## start Items

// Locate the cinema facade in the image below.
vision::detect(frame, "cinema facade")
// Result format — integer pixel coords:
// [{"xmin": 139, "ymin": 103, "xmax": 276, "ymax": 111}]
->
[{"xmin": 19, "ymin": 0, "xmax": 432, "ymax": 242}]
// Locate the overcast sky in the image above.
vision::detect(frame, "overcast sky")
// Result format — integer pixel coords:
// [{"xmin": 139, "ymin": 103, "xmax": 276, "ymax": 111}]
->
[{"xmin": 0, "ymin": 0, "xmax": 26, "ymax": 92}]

## end Items

Work instructions »
Update the records above by replacing every "Locate" with "Find" and leaving everything else unchanged.

Complete response »
// Find the cinema facade in the image below.
vision::detect(frame, "cinema facade")
// Result format — integer pixel coords:
// [{"xmin": 139, "ymin": 103, "xmax": 276, "ymax": 111}]
->
[{"xmin": 19, "ymin": 0, "xmax": 432, "ymax": 242}]
// Find the overcast sky in the image above.
vision::detect(frame, "overcast sky")
// Result format — integer pixel coords:
// [{"xmin": 139, "ymin": 103, "xmax": 276, "ymax": 111}]
->
[{"xmin": 0, "ymin": 0, "xmax": 26, "ymax": 92}]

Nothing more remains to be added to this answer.